Vor etwa zwei Monaten brachte die britische Zeitung „The Guardian“ mit Hilfe von geheimen Dokumenten des ehemaligen NSA-Mitarbeiters Edward Snowden die Ausspähaffäre ins Rollen. Jetzt wurde die Zeitung nach eigenen Angaben von der Regierung in London massiv unter Druck gesetzt. Sie sollte das Material herausgeben oder vernichten – falls nicht, drohten juristische Konsequenzen. Zwei Mitarbeiter des britischen Geheimdienstes haben im Keller der Zeitung die Zerstörung der Festplatten überwacht, berichtet der „Guardian“-Chefredakteur. Über diesen Vorfall sprachen wir mit Michael Konken, Vorsitzender des Deutschen Journalistenverbandes.

Frage: Herr Konken, wie bewerten Sie das Vorgehen der britischen Regierung?

Michael Konken: Es ist erschütternd zu sehen, wie die Regierung mit Pressefreiheit umgeht und Druck auf Medien ausübt. Bislang konnte ich mir nicht vorstellen, dass so etwas in einer Demokratie möglich ist. So ein massives Vorgehen kennt man aus Diktaturen.

Zwei Tage vorher wurde der Partner des „Guardian“-Journalisten Glenn Greenwald neun Stunden von der britischen Polizei am Londoner Flughafen festgehalten und verhört. Sie nahmen ihm Computer, Handy und Fotoapparat ab. Die Briten berufen sich auf das Anti-Terror-Gesetz.

Konken: Wir beobachten immer wieder, dass Regierungen und Behörden alles unter dem Schlagwort „Terrorabwehr“ einordnen. In diesem Fall ist brisantes Material an die Öffentlichkeit gelangt. Journalisten haben die Aufgabe, eine Kontrollfunktion auszuüben. Und die britische Regierung würde nicht so handeln, wenn da nicht etwas dran wäre. Ich kann nur hoffen, dass sich die Journalisten nicht einschüchtern lassen.

Müssen Journalisten jetzt auch in Deutschland Angst vor staatlicher Verfolgung haben, wenn sie über Geheimdienst- oder Staatsaffären berichten?

Konken: Auch in Deutschland kommt es immer wieder zur Verletzung der Pressefreiheit. Es ist schon vorgekommen, dass Bürgermeister vom Chefredakteur verlangen, einen besonders unbequemen Redakteur auszutauschen. Es zeigt, dass Politiker heute zunehmend empfindlicher reagiert und nicht mehr mit Kritik umgehen kann. Sie wollen am liebsten unbeobachtet agieren und sich der Kontrolle durch die Medien entziehen.

Hat das vielleicht auch mit der zunehmenden Digitalisierung zu tun?

Konken: Die Medienlandschaft hat sich verändert. Wir finden alle Informationen online wieder, auch aus nicht journalistischen Quellen. Die Gesellschaft ist transparenter geworden.

Welches Licht werfen die Einschüchterungsversuche der britischen Regierung auf die NSA-Affäre?

Konken: Das Motto muss sein: Jetzt erst recht. Wir haben hier offensichtlich in ein Wespennest gestochen. Es ist unsere Pflicht als Journalisten, an der NSA-Affäre weiter dranzubleiben und aufzuklären – auch in Deutschland.
★ ★ ★
__Deine Aufgaben__
a) Wie lange wurde der Partner von Glenn Greenwald laut dem Interview am Londoner Flughafen festgehalten?
b) Benenne in der Auflistung alles von der Zeile mit „For every instance of the wooden handle“ bis zum Ende der Auflistung um, indem du „SHOULD“ durch „MUST“ ersetzt. Gib nur diesen Abschnitt wieder und lass die Bilder weg.

__Material zur Übung__
★ ★ ★
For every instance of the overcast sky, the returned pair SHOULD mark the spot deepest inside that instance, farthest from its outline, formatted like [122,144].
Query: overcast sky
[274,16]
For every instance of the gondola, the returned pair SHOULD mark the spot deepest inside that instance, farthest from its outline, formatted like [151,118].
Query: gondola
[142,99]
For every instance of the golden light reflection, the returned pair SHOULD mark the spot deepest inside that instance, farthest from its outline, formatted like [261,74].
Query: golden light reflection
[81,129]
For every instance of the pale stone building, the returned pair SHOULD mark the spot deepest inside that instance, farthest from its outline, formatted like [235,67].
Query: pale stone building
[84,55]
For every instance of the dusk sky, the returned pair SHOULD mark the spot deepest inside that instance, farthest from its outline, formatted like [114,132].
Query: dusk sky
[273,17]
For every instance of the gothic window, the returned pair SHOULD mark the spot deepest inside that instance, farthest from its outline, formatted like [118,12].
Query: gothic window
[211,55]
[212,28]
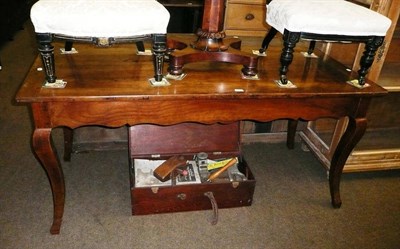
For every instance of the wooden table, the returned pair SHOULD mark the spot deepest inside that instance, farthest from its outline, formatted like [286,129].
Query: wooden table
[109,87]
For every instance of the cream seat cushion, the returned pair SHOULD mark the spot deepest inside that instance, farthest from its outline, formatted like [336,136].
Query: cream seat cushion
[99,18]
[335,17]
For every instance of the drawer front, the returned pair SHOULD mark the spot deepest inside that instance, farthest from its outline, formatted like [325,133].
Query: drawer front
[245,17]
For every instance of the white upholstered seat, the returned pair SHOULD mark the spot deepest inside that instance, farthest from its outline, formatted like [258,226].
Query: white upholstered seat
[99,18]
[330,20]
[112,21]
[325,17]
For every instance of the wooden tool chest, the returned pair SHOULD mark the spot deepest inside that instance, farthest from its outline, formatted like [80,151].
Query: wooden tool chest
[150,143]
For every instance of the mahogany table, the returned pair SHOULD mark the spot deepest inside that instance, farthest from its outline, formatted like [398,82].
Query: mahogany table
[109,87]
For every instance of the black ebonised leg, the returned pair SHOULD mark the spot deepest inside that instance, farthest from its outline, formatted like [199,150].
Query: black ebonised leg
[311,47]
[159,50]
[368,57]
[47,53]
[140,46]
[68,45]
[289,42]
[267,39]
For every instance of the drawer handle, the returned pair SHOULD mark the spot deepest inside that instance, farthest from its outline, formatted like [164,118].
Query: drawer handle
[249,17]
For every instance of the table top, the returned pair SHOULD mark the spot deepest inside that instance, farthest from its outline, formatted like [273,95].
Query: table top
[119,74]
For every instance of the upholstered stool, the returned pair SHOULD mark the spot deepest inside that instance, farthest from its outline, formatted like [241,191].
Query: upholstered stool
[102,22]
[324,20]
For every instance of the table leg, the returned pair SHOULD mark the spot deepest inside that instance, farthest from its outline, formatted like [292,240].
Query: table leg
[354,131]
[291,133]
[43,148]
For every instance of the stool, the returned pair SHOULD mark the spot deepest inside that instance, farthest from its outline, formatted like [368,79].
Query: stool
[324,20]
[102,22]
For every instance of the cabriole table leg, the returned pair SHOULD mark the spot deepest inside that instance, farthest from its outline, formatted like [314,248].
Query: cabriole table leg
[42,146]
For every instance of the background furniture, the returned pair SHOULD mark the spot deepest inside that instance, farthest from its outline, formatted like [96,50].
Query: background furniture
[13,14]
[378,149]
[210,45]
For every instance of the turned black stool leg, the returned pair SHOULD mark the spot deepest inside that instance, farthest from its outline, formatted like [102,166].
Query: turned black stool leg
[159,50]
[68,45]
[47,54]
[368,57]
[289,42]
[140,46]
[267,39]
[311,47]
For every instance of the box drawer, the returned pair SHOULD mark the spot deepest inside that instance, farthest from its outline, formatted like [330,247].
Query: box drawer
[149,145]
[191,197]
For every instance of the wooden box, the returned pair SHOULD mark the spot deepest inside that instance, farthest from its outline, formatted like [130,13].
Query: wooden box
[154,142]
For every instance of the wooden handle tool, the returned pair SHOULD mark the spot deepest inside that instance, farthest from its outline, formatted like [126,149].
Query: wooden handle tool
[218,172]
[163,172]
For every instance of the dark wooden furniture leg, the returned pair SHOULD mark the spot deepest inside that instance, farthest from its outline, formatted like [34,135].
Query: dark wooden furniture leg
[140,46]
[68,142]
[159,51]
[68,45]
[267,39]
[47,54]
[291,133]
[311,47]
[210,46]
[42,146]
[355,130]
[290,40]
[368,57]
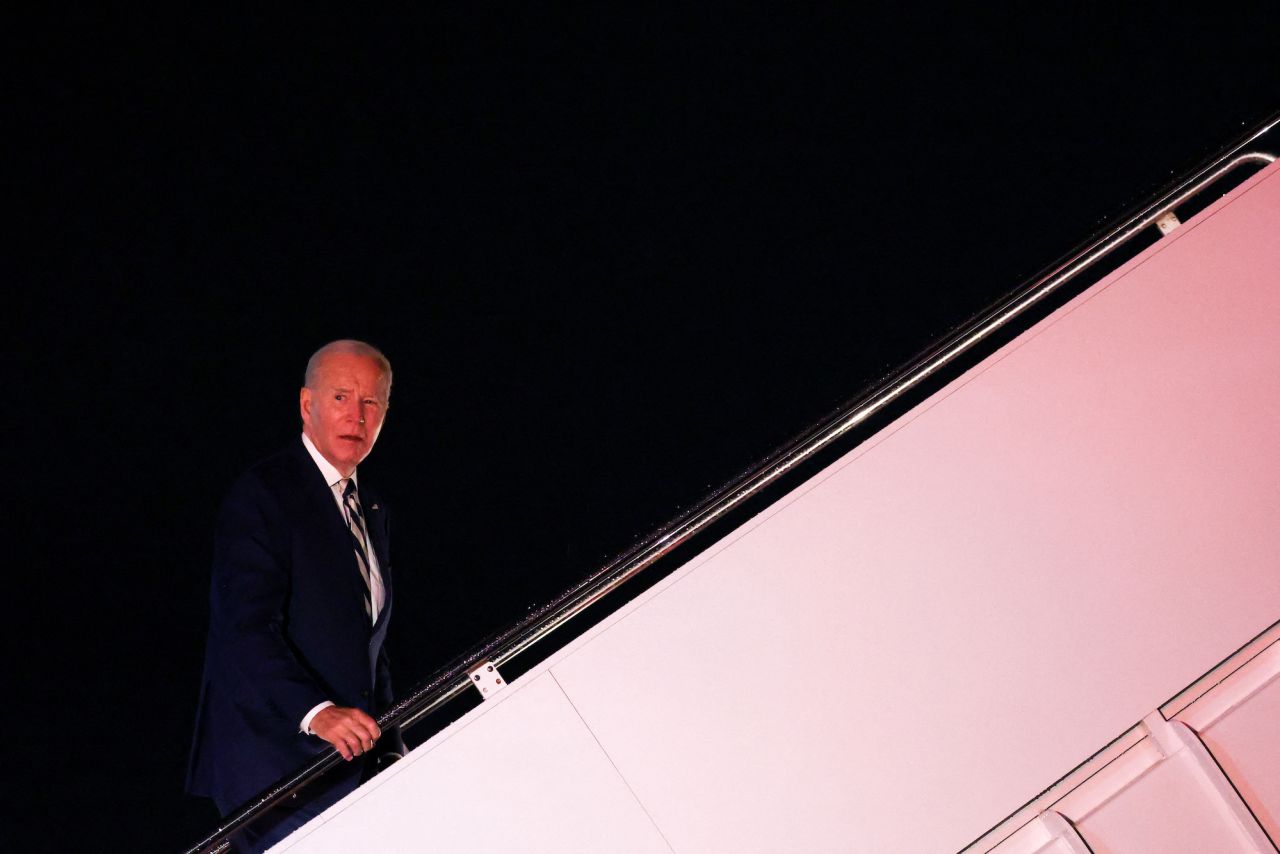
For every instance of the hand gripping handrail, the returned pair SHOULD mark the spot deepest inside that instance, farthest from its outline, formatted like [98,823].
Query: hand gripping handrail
★ ★ ★
__Antworten__
a) Neun Stunden.

b)
For every instance of the wooden handle tool, the returned pair MUST mark the spot deepest inside that instance, farthest from its outline, formatted like [126,149].
Query: wooden handle tool
[218,172]
[163,172]
For every instance of the dark wooden furniture leg, the returned pair MUST mark the spot deepest inside that instance, farthest from its outline, formatted like [34,135].
Query: dark wooden furniture leg
[140,46]
[68,142]
[159,51]
[68,45]
[267,39]
[47,54]
[291,133]
[311,47]
[210,46]
[42,146]
[355,130]
[290,40]
[368,57]
For every instance of the hand gripping handrail, the returned pair MUST mark the spot deepest inside that instance, farthest from its outline, formatted like [98,823].
Query: hand gripping handrail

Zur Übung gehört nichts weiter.